__REQUIRED WORK__:
a) Answer these questions from the article on abdominal CPR:
(i) How many patients received resuscitation attempts during the study?
(ii) In which journal was the report published?
(iii) What motion would be used to deliver the compressions?
b) Using the article on abdominal CPR, explain how abdominal compressions help patients, according to the study's authors.
c) Rewrite the paragraph in the article on abdominal CPR that begins "If future studies with more patients" as a short bulleted list that keeps its main facts.

__EXCERPTED PASSAGE__:
'''
Cardiac patients in hospitals have a better chance of surviving a heart attack if rescuers use a form of cardiopulmonary resuscitation (CPR) that applies pressure to the abdomen as well as the chest, a new study has found.
During the six-month study conducted at St. Joseph's Hospital and Medical Center in Paterson, N.J., 135 resuscitation attempts were made on 103 patients, according to the report published in the Jan. 15 Journal of the American Medical Association. About 25 percent of the patients receiving abdominal compressions survived and were later discharged from the hospital, compared with a 7 percent survival rate for patients receiving only CPR.
Abdominal compressions work by increasing pressure throughout the circulatory system and improving blood flow to vital organs, the study's authors say. Standard CPR involves compressing the chest to improve blood flow from the heart and clearing breathing passages.
"We showed increased survival in a select group of in-hospital patients," said Jeffrey B. Sack, a cardiologist at the University of California at Los Angeles and an author of the study. "We now need to expand the study to include out-of-hospital patients."
If future studies with more patients show similar results, the evidence may warrant a change in CPR guidelines, Sack said. Although the abdominal technique in the study was performed with two people, he said, it could easily be done with one person. One hand would remain on the chest while the other was placed on the abdomen over the belly button. The compressions would be administered using a seesaw or rocking-horse motion. All other CPR procedures would remain the same.
'''
(Natural language region descriptions)
'''
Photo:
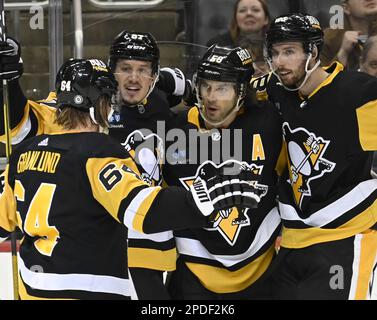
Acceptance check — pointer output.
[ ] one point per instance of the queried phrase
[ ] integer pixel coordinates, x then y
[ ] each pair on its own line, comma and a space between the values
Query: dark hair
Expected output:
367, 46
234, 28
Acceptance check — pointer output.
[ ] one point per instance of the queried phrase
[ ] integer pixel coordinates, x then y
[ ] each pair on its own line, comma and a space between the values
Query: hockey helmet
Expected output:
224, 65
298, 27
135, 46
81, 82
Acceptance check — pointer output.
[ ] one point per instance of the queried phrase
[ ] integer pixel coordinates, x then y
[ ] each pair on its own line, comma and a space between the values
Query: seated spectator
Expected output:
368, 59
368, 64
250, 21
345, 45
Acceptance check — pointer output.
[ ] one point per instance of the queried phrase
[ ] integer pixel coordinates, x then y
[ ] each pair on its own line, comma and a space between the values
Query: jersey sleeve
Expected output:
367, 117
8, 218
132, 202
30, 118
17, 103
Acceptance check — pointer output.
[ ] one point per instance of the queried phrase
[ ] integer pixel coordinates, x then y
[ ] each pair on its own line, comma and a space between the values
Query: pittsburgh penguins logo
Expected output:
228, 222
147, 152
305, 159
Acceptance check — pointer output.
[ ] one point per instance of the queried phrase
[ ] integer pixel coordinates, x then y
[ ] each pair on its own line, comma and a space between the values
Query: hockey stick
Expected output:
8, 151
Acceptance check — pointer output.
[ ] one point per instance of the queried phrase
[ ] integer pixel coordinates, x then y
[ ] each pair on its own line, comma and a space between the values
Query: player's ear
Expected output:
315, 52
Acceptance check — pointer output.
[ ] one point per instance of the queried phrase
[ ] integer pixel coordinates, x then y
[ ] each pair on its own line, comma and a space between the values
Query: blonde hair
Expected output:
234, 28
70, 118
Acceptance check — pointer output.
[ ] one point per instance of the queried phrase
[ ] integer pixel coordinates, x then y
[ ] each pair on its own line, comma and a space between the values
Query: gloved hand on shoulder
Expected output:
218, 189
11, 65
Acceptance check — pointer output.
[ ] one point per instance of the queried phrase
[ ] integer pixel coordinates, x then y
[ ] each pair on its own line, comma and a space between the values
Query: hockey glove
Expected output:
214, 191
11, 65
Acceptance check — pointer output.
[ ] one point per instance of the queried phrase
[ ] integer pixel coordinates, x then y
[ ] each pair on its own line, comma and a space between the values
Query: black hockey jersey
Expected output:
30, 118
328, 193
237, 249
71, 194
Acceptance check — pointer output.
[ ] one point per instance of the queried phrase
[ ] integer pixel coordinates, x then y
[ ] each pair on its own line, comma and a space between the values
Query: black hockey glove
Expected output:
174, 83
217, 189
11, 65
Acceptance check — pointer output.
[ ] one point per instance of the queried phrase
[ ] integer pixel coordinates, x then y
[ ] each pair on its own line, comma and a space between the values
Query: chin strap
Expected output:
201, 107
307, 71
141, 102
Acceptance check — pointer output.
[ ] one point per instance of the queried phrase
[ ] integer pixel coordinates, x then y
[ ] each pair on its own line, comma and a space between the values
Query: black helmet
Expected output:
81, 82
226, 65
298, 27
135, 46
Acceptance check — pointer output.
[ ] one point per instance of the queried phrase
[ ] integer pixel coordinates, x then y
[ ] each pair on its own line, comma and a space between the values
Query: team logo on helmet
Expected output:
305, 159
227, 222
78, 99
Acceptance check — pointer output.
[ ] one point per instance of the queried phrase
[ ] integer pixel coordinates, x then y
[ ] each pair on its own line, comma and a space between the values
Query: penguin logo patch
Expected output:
'''
__PROBLEM SOLUTIONS__:
a)
(i) 103 patients.
(ii) The Journal of the American Medical Association (Jan. 15 issue).
(iii) A seesaw or rocking-horse motion.

b) The study's authors say abdominal compressions raise pressure throughout the circulatory system. This improves blood flow to vital organs.

c)
- Similar results in larger future studies may justify changing CPR guidelines, according to Sack.
- The study used two people for the abdominal technique, but one person could easily do it.
- One hand stays on the chest, and the other goes on the abdomen over the belly button.
- Compressions are given with a seesaw or rocking-horse motion.
- All other CPR procedures stay the same.